Aim of the task -
Turn the material, from the line containing "of the person" through the end of the material, into a Markdown table with the columns Row and Text. Put each line's number in Row and the line in Text, and leave out blank lines.

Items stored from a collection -

>>>>

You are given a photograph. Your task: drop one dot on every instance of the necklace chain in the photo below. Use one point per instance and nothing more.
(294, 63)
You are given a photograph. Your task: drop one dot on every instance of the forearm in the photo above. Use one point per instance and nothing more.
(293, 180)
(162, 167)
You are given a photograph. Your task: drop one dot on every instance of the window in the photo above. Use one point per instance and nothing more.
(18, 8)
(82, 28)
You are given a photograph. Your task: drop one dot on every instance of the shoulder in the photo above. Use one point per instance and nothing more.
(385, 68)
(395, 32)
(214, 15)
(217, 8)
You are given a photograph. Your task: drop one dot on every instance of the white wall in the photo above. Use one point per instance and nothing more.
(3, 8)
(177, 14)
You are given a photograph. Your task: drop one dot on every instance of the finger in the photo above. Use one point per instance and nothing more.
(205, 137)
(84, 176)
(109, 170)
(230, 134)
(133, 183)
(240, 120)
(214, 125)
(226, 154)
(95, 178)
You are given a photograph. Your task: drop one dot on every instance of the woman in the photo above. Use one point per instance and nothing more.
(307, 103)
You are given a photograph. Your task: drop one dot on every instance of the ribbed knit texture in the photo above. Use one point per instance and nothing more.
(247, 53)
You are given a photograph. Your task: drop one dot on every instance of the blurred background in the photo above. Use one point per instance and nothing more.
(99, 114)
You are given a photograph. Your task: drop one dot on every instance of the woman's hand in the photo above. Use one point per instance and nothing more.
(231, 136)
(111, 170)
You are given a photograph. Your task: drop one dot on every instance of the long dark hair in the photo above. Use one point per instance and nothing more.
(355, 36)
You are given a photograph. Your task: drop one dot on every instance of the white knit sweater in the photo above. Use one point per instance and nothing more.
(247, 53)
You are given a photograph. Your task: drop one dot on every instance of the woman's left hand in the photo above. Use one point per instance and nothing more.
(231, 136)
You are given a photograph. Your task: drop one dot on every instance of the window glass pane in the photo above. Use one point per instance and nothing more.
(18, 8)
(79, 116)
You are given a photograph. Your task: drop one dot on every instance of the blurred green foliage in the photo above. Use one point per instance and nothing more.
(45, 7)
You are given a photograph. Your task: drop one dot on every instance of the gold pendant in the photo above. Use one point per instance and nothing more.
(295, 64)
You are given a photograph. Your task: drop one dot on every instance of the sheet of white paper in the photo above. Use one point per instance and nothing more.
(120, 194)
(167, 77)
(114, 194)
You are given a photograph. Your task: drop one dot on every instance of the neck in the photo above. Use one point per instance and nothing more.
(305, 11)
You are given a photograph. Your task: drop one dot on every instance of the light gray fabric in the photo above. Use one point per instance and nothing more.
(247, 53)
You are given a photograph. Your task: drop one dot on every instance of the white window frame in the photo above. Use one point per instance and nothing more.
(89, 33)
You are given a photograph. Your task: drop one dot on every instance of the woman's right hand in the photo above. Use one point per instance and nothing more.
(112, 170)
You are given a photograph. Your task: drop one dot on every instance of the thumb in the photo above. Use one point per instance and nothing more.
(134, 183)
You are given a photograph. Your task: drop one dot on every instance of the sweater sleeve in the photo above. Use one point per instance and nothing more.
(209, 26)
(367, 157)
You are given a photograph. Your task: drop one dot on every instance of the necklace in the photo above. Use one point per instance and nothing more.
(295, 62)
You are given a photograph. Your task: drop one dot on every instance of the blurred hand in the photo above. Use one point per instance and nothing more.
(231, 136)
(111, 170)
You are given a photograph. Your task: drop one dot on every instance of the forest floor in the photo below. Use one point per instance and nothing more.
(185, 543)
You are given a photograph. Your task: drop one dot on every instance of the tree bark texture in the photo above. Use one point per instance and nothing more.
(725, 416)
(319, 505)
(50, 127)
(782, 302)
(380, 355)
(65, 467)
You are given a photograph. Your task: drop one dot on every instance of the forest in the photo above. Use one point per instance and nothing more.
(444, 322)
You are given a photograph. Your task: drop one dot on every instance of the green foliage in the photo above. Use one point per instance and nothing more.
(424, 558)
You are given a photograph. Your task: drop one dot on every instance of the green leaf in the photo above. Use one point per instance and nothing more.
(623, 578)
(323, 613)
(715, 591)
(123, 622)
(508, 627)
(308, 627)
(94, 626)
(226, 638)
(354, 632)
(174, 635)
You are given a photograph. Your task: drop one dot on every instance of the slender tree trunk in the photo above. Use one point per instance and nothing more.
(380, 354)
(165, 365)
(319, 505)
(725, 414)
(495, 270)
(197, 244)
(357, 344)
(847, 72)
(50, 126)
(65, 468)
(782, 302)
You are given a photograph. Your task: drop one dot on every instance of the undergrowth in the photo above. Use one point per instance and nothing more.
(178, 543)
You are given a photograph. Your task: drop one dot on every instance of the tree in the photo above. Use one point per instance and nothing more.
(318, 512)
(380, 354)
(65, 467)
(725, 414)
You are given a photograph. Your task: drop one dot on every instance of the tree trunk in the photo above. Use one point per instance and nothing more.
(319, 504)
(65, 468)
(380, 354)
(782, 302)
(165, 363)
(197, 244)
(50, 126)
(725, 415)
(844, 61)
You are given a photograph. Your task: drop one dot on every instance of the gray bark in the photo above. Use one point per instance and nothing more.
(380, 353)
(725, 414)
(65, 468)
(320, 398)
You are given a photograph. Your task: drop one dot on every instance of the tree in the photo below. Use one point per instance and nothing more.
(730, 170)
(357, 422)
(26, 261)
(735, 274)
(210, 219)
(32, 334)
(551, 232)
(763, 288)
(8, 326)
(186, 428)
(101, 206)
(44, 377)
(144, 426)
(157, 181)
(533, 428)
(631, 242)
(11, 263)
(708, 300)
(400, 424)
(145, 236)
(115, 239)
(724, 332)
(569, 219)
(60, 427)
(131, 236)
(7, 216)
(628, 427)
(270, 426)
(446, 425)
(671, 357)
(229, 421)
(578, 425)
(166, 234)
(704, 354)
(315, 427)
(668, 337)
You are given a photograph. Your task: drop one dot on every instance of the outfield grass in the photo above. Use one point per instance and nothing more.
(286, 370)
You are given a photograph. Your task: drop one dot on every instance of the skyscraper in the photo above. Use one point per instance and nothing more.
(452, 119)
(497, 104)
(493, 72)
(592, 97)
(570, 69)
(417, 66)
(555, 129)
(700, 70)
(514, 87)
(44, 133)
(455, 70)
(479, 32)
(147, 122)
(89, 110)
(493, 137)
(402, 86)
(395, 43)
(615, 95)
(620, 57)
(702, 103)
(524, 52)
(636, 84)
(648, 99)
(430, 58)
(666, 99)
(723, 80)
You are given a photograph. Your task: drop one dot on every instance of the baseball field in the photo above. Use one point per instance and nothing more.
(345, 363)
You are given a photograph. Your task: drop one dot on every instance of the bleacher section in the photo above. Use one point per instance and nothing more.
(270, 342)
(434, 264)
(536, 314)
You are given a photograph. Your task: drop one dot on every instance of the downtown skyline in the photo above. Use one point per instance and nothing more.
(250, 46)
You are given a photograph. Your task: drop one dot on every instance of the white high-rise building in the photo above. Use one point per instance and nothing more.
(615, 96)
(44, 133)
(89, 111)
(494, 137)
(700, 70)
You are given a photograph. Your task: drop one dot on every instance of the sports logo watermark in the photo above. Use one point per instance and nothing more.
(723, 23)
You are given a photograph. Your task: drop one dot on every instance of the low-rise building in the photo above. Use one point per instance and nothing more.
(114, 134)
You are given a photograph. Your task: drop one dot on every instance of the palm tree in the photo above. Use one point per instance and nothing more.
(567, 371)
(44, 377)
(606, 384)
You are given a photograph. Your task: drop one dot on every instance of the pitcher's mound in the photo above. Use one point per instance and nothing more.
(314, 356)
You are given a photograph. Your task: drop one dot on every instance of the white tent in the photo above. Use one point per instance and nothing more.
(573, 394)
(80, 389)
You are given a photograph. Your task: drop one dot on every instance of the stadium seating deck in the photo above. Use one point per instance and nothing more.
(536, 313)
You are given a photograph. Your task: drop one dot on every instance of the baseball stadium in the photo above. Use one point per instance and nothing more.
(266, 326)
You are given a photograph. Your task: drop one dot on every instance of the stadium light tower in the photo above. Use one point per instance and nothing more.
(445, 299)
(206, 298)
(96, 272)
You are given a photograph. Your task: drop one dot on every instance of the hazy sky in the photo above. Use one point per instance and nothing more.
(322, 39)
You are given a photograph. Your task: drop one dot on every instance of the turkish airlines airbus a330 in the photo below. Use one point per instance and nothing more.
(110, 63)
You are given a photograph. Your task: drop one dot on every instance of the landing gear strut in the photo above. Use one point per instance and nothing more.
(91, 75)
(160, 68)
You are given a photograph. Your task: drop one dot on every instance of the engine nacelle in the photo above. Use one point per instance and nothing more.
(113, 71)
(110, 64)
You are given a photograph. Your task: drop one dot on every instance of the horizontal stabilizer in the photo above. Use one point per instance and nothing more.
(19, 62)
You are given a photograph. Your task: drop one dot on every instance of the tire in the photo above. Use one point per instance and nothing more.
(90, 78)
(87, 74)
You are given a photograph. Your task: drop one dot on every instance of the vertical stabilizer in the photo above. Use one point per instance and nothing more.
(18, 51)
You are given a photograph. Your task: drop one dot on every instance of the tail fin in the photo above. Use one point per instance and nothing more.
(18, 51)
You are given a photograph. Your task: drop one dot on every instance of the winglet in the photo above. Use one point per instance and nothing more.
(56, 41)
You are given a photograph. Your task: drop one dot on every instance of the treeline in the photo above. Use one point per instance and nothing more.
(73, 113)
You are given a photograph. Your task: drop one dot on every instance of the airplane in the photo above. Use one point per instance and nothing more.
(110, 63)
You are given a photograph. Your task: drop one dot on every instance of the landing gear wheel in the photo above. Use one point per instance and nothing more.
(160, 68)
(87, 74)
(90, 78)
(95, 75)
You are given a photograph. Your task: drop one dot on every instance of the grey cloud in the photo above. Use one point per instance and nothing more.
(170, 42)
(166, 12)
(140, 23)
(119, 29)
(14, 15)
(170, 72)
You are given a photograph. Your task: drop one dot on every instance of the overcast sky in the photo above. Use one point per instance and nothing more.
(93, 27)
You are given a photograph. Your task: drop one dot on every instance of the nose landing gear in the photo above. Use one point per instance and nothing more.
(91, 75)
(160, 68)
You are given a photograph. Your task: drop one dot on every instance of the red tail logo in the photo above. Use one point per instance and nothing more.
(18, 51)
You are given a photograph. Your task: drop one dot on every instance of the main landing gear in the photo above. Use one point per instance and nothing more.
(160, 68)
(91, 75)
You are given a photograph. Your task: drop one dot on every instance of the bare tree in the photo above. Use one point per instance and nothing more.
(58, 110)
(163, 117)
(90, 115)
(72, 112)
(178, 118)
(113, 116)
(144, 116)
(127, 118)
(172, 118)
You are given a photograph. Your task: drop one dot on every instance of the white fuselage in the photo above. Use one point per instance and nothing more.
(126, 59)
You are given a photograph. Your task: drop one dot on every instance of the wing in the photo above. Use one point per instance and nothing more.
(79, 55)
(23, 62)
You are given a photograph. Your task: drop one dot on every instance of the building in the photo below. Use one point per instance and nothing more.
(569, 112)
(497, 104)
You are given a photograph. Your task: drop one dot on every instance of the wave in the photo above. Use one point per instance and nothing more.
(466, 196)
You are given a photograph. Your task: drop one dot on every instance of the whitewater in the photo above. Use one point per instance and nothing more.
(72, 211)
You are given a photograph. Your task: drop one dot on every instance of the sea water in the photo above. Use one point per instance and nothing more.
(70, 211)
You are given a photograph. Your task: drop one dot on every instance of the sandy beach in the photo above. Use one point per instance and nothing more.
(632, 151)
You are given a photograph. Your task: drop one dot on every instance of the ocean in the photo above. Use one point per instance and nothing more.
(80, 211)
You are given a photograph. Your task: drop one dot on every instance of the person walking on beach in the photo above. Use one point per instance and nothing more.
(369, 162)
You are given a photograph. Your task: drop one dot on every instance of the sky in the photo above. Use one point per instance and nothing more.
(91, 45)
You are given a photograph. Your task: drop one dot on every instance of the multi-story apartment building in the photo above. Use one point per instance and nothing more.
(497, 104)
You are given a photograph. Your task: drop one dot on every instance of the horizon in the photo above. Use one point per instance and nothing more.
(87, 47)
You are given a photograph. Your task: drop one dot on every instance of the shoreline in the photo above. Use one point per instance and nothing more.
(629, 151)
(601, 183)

<<<<

Solved problem -
| Row | Text |
|---|---|
| 1 | You are given a photograph. Your task: drop one dot on every instance of the person walking on beach in the photo above. Use one point per instance and nothing more. |
| 2 | (369, 162) |
| 3 | You are given a photograph. Your task: drop one dot on every instance of the sky in the photo above. Use one point per instance and nothing more. |
| 4 | (91, 45) |
| 5 | You are given a photograph. Your task: drop one dot on every instance of the multi-story apartment building in the photo above. Use one point per instance and nothing more. |
| 6 | (497, 104) |
| 7 | You are given a photograph. Your task: drop one dot on every instance of the horizon in the photo above. Use one point per instance and nothing more. |
| 8 | (87, 47) |
| 9 | You are given a photograph. Your task: drop one dot on every instance of the shoreline in the photo above. Use one point per instance and nothing more. |
| 10 | (629, 151) |
| 11 | (601, 183) |